_Stated exercise_: Every record must be repeated exactly; omit any pictures they contain.

_Extracted material_:

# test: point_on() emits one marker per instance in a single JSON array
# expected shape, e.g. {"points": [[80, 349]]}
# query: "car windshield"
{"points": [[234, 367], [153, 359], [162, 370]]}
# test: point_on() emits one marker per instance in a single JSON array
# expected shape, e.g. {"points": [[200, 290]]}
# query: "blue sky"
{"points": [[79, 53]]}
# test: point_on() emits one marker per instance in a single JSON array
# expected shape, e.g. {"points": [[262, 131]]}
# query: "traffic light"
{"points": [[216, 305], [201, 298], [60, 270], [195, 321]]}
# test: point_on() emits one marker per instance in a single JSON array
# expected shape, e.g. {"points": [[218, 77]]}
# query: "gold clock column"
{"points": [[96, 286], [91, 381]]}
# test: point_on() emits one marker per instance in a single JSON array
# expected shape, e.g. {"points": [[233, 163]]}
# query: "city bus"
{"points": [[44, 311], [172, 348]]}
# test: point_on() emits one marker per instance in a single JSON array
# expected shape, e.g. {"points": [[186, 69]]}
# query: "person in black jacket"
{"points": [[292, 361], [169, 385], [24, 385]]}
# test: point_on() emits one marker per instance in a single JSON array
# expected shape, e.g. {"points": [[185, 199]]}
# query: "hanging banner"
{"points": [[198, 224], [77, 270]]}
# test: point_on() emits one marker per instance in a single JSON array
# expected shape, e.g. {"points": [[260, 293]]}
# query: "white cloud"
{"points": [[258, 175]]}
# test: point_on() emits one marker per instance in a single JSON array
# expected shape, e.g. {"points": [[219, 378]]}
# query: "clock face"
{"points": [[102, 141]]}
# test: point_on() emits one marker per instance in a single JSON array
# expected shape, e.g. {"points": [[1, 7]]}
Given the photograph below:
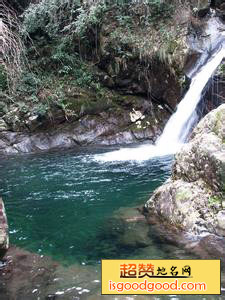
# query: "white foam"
{"points": [[179, 125]]}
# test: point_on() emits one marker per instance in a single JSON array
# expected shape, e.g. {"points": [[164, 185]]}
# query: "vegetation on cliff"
{"points": [[62, 58]]}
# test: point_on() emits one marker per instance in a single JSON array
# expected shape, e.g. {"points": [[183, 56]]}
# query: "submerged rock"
{"points": [[192, 200], [4, 238]]}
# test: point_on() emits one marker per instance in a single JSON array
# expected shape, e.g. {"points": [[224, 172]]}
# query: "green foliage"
{"points": [[3, 79]]}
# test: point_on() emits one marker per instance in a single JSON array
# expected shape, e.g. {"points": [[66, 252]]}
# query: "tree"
{"points": [[12, 51]]}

_Complete answer_:
# test: point_on() emits one marker per instance in a single JSON array
# expected shape, e.g. {"points": [[80, 349]]}
# query: "car windshield"
{"points": [[234, 367], [153, 359], [162, 370]]}
# test: point_on() emits one marker per instance in a single JSON array
# expected shape, e.g. {"points": [[200, 290]]}
# query: "blue sky"
{"points": [[79, 53]]}
# test: point_on() emits one marker per instance in a single JSON array
# expected shape, e.g. {"points": [[262, 131]]}
# query: "traffic light"
{"points": [[216, 305], [201, 298], [60, 270], [195, 321]]}
# test: point_on() emits one marker per instance in a single JSON array
# expected shape, e.g. {"points": [[218, 77]]}
# query: "gold clock column"
{"points": [[96, 286], [91, 381]]}
# test: point_on() emits one marker per instance in a single JSON array
# expected shape, e.g. {"points": [[233, 163]]}
# query: "city bus"
{"points": [[44, 311], [172, 348]]}
# test: point_on() emits one marker per instance in a single JSON array
# expected shape, e.g. {"points": [[186, 69]]}
# query: "person in black jacket"
{"points": [[292, 361], [169, 385], [24, 385]]}
# test: point_on() emits one marker per instance in a single JSON array
# expected shape, e.g. {"points": [[185, 199]]}
# query: "hanging banner"
{"points": [[198, 224], [77, 270]]}
# test: point_on() emits one marker per instance in a single JSON array
# expected shape, e.g. {"points": [[260, 293]]}
# query: "white cloud"
{"points": [[258, 175]]}
# test: point_on() emits one marker per instance in a single JSON array
# expected shape, e.g. {"points": [[219, 378]]}
# query: "clock face"
{"points": [[102, 141]]}
# test: point_on() emits one marker per instance in a single JSON array
# expected shape, e.g. {"points": [[1, 7]]}
Given the photograph below:
# query: "white foam"
{"points": [[179, 125]]}
# test: point_on() emits one marker per instance in a single JSON array
# expected shape, e.g. {"points": [[164, 185]]}
# query: "vegetation on cliff"
{"points": [[62, 58]]}
# test: point_on() emits one marker per instance in a single JSON array
# expected shape, e.g. {"points": [[183, 56]]}
# query: "submerged rock"
{"points": [[192, 200], [4, 238]]}
# test: point_on() emits one marker per instance in a single JSON array
# expected shape, e.g. {"points": [[224, 172]]}
# query: "green foliage"
{"points": [[3, 79]]}
# test: point_on() emits one marker per instance in a single JSON array
# expected shape, e.g. {"points": [[66, 252]]}
# query: "tree"
{"points": [[12, 51]]}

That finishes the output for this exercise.